**Problem set**
[1] In the soap thread, what did the Love Spell batch smell like?
[2] Write out the soap thread word for word from "Fresh cut soap" to "might have changed.".
[3] Carry on the thread about rank-smelling soap with the next post after the last one shown.
* Begin Reading text *
# Rank smelling soap



## Failte Gate Farm (Sep 20, 2011)

Help! I just cut a batch of Love Spell and Dragon's Blood and both smell "off." I used the Wal-Mart recipe and fresh fragrance oils. I'm hoping that when they cure they'll smell better. The DB smells faintly of DB, but the LS smells more like cat pee. Both fragrances smelled fine when I poured them, and I've used both those fragrances before with no issues. I don't "think" it got overheated since I didn't do anything unusual. I poured the soap into a plastic mold and put it in a cardboard box on the dining room table to set up. Any idea what happened?

Sheri


----------



## Kalne (Oct 25, 2007)

Fresh cut soap often smells off to me. I wouldn't pass judgment until it's at least a week old....sometimes it takes even longer. I've had some on the curing rack that I can't seem to smell anything from yet by the time it's done curing it smells great.


----------



## Failte Gate Farm (Sep 20, 2011)

I'm hoping that's the case. Normally my Love Spell smells pretty strong right off the bat. The last time I soaped up some Green Tea & Cucumber this happened and I blamed it on old fragrance. Now I'm wondering if something else is going on. The lard and coconut oil are fresh. Perhaps the jug of vegetable (soybean) oil is getting a little old. It smells okay, but I'm just trying to juggle factors and see what might have changed.
* End Reading text *
* Begin Extracted entries *
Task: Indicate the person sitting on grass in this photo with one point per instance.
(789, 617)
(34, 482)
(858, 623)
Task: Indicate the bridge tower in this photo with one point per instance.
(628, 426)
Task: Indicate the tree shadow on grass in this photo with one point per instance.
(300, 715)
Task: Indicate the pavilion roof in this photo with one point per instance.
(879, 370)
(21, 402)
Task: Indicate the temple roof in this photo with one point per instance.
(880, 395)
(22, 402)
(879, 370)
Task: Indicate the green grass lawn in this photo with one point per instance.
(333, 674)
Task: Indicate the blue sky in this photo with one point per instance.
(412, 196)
* End Extracted entries *
* Begin Extracted entries *
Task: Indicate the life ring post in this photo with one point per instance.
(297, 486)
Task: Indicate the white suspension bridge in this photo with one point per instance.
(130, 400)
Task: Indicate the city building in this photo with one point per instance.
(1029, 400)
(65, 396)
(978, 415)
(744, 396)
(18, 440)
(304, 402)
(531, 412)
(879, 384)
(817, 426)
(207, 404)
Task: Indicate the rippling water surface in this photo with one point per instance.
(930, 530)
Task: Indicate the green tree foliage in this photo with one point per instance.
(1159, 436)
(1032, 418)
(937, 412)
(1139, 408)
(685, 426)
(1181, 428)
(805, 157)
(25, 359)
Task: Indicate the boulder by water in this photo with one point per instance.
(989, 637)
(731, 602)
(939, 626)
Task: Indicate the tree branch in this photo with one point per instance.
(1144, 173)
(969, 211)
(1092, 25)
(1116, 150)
* End Extracted entries *
* Begin Extracted entries *
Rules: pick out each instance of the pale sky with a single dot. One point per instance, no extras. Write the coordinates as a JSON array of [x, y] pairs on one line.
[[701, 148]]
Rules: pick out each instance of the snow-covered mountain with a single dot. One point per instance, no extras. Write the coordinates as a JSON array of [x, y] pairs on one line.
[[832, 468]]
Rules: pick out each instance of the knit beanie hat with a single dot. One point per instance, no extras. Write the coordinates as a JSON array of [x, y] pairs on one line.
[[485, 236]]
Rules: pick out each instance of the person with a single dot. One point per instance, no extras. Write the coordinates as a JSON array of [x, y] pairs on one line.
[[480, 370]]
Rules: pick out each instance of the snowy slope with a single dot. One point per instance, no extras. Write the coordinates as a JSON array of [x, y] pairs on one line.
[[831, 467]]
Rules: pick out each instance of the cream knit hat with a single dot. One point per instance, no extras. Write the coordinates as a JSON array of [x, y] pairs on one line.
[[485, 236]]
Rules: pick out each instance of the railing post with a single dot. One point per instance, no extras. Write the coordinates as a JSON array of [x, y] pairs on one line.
* End Extracted entries *
**Written responses**
[1] It smelled more like cat pee.

[2]
Fresh cut soap often smells off to me. I wouldn't pass judgment until it's at least a week old....sometimes it takes even longer. I've had some on the curing rack that I can't seem to smell anything from yet by the time it's done curing it smells great.


----------



## Failte Gate Farm (Sep 20, 2011)

I'm hoping that's the case. Normally my Love Spell smells pretty strong right off the bat. The last time I soaped up some Green Tea & Cucumber this happened and I blamed it on old fragrance. Now I'm wondering if something else is going on. The lard and coconut oil are fresh. Perhaps the jug of vegetable (soybean) oil is getting a little old. It smells okay, but I'm just trying to juggle factors and see what might have changed.

[3]
----------



## tlcnubians (Jan 21, 2011)

Like Kathy, I don't pay attention to what my soap smells like until it's had some time to cure. See what they smell like in 2-3 weeks. Chances are they'll all be fine.


----------



## informative (Aug 24, 2012)

I have used all sorts of old rancid kitchen waste oils and never had a "bad smelling" soap. I've had one or two that didn't feel good on my skin and I blamed them for causing a pimple (guessing some salt from bacon fat might be to blame for that one?)

I did not know bad smelling soap was even possible. I'd avoid the ingredients that gave that result entirely in future efforts. Just my two cents.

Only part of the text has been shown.